───── Input for this task

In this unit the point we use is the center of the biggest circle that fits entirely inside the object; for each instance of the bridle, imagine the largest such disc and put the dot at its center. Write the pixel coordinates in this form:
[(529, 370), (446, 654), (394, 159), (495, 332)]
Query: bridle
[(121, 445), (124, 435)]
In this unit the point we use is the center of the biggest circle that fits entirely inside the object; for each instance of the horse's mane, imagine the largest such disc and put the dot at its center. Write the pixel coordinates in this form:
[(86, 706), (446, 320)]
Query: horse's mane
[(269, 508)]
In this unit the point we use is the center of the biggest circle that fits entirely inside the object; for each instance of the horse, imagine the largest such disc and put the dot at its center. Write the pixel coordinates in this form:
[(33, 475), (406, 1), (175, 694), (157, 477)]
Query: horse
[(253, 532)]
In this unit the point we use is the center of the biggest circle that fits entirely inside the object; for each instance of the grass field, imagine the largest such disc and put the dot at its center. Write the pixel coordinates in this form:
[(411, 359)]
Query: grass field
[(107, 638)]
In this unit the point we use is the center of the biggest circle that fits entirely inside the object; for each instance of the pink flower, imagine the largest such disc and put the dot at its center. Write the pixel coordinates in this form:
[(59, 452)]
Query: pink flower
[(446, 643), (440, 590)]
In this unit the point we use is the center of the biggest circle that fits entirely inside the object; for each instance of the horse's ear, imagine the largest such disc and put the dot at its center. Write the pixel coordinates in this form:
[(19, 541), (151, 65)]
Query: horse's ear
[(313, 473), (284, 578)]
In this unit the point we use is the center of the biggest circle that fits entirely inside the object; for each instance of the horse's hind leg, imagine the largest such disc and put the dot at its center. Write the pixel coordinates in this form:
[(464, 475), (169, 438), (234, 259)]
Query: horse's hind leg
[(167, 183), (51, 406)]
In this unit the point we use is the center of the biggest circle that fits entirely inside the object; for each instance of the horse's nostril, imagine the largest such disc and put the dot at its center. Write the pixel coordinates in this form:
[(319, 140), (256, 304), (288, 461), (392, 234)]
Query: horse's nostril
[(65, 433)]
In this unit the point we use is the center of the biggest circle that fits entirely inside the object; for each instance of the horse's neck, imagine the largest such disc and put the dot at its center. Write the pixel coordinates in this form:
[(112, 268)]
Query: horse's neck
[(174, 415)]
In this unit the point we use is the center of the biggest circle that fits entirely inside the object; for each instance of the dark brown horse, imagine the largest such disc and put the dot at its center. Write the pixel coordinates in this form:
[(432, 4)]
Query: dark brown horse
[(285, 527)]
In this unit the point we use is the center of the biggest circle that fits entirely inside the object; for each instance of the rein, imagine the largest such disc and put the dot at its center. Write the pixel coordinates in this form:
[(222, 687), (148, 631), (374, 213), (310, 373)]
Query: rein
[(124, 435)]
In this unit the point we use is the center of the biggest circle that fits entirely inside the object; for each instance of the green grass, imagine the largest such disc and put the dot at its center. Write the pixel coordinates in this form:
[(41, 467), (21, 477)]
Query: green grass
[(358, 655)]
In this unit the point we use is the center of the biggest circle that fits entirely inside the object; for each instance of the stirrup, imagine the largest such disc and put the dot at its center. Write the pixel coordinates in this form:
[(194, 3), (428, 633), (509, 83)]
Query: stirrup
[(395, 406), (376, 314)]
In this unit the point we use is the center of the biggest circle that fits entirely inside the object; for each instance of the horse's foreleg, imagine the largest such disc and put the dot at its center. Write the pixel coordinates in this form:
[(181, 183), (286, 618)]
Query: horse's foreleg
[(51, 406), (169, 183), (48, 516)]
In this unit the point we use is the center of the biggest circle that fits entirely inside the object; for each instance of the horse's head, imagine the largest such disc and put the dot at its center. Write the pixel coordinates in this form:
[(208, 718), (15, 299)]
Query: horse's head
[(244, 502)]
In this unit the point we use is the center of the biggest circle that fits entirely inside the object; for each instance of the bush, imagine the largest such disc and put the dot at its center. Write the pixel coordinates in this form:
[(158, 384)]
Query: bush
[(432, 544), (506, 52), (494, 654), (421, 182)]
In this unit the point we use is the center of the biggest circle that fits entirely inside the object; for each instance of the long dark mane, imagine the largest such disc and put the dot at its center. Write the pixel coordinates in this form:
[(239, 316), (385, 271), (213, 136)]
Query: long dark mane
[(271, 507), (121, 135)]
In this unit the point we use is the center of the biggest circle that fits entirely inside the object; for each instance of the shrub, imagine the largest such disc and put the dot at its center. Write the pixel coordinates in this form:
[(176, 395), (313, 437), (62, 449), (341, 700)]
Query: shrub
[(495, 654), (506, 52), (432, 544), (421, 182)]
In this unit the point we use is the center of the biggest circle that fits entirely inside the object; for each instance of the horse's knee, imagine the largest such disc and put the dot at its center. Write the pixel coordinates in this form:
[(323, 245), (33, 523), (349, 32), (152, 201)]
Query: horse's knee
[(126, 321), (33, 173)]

──────────

Repeat the data exactly. Leave nothing out.

In this unit the point we use is the center of the biggest circle that fits entirely inside the object; for each instance of the bridle, imagine the largest such disc and put the dot at its center. Write the pixel coordinates in this form:
[(529, 370), (446, 654), (394, 159), (495, 332)]
Query: bridle
[(121, 445), (124, 435)]
In this unit the point we use is the center of the biggest circle that fits entirely inside the object; for each instance of the horse's mane, imagine the largest such disc and put the dot at its center. Write the pixel coordinates in this form:
[(86, 706), (446, 320)]
Query: horse's mane
[(269, 508)]
In this unit the point we use is the center of the biggest circle that fits entirely inside the object; for each instance of the horse, imagine the largest such disc and put the dot at its center. Write the pixel coordinates in this form:
[(33, 475), (406, 1), (175, 694), (157, 477)]
Query: horse
[(253, 532)]
In this unit the point we use is the center of the biggest circle that fits entirely inside the object; for each instance of the grass field, imagine the largest such disc and put the dot at its center. Write the pixel coordinates in this form:
[(411, 359)]
Query: grass field
[(107, 638)]
In this unit the point we use is the center of the biggest circle that fits entirely inside the object; for each instance of the pink flower, imagine the largest such disc and put the dot at its center. Write the pixel coordinates in this form:
[(59, 452)]
Query: pink flower
[(446, 643), (440, 590)]
In this unit the point we use is the center of the biggest circle that fits entirely inside the object; for each instance of the horse's ear, imagine the largest such disc and put the dot at its center. Write the pixel coordinates in this form:
[(19, 541), (151, 65)]
Query: horse's ear
[(313, 473), (284, 578)]
In this unit the point we use is the center of the biggest circle that fits entirely inside the object; for each instance of the horse's hind leg, imagine the largest such disc and put the dot at its center. Write the pixel coordinates in this form:
[(464, 475), (169, 438), (234, 259)]
Query: horse's hind leg
[(167, 183), (51, 406)]
In this unit the point we use is the center of the biggest circle that fits entirely inside the object; for each instance of the horse's nostril, imagine the largest such disc and put the dot at its center. Write the pixel coordinates in this form:
[(319, 140), (256, 304), (288, 461), (392, 234)]
Query: horse's nostril
[(65, 433)]
In this unit the point we use is the center of the biggest circle that fits entirely inside the object; for each instance of the horse's neck, imagine the largest such disc and put the dot at its center. Write the pixel coordinates in this form:
[(112, 268)]
Query: horse's neck
[(174, 415)]
In this unit the point we use is the center of the biggest circle that fits entirely inside the object; for each instance of the dark brown horse, imagine the largest such disc and put the dot at its center. Write the pixel coordinates in this form:
[(432, 4)]
Query: dark brown horse
[(285, 527)]
In this unit the point we use is the center of the biggest circle that fits entirely inside the object; for each instance of the rein, imagine the largest such disc and put the dot at its center. Write the pixel coordinates in this form:
[(222, 687), (148, 631), (374, 213), (310, 373)]
Query: rein
[(124, 435)]
In this unit the point we use is the center of the biggest circle that fits entirely inside the object; for each instance of the green grass, imagine the largest such disc and put the dot at its center. Write the pixel coordinates in this form:
[(41, 467), (21, 477)]
Query: green grass
[(358, 655)]
In this unit the point we use is the center of the biggest circle that fits entirely inside the object; for each instance of the stirrup, imagine the largest such disc and put the dot at its center. Write the pixel coordinates in this form:
[(194, 3), (428, 633), (509, 83)]
Query: stirrup
[(395, 406), (376, 314)]
In this unit the point we use is the center of the biggest circle that fits entirely inside the object; for each instance of the horse's foreleg, imagine the largest such disc and put the dot at its center. Write the pixel coordinates in this form:
[(181, 183), (286, 618)]
Query: horse's foreleg
[(51, 406), (169, 183), (48, 516)]
In this unit the point we use is the center of the biggest circle that fits entirely inside the object; for each instance of the horse's head, imagine the largest such disc and put the dot at its center. Write the pixel coordinates in this form:
[(208, 718), (15, 299)]
Query: horse's head
[(244, 502)]
In this unit the point we use is the center of the biggest circle that fits entirely inside the object; for each instance of the bush, imagine the largest such disc and put the dot at its center. Write the pixel coordinates in this form:
[(158, 384)]
Query: bush
[(432, 544), (506, 52), (494, 654), (421, 182)]
In this unit the point we use is the center of the biggest circle that fits entirely inside the object; for each instance of the long dark mane, imagine the largest such disc and put the dot at its center. Write the pixel coordinates in this form:
[(239, 316), (385, 271), (213, 136)]
Query: long dark mane
[(271, 507), (121, 135)]
In this unit the point we use is the center of the biggest circle that fits entirely inside the object; for each instance of the shrub, imagine the largest such disc and put the dot at its center. Write the pixel coordinates in this form:
[(176, 395), (313, 437), (62, 449), (341, 700)]
Query: shrub
[(495, 654), (506, 52), (432, 544), (421, 182)]
In this unit the point we use is the center of the biggest circle that fits entirely inside the object; for each instance of the horse's knee, imagine the largest such disc and put the dot at its center. Write the pixel coordinates in this form:
[(323, 245), (33, 523), (349, 32), (152, 201)]
Query: horse's knee
[(126, 321), (33, 173)]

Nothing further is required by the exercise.